** START **

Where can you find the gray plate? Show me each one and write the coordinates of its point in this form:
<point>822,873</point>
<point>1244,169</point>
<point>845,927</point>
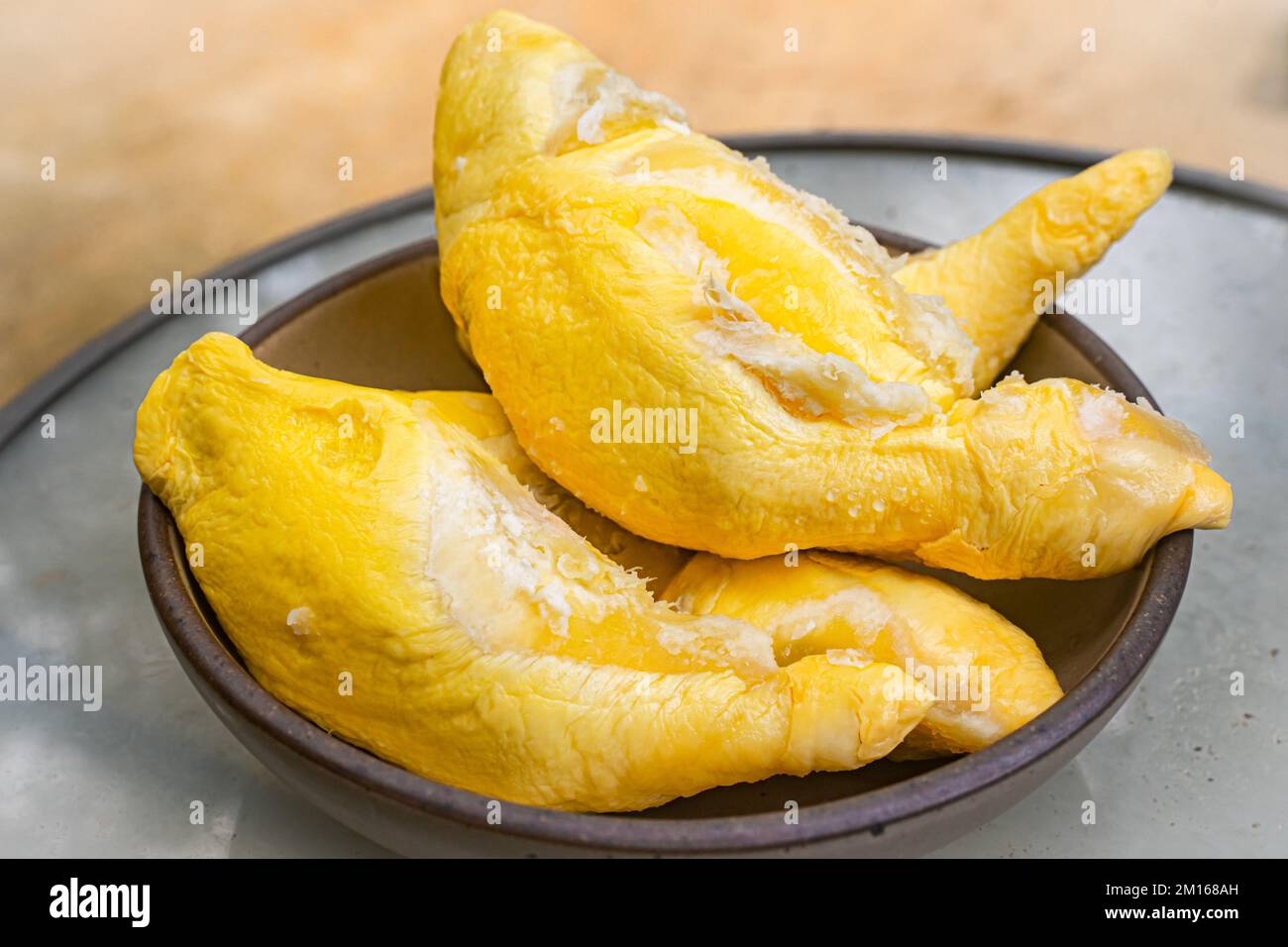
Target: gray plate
<point>121,781</point>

** END **

**WRITTEN TASK**
Restate the whole of the material word for word without the pictures.

**THE SOLUTION**
Where can you find the gray plate? Show me each one and write the coordinates of its point in this form:
<point>822,873</point>
<point>1244,169</point>
<point>845,927</point>
Target: gray plate
<point>121,781</point>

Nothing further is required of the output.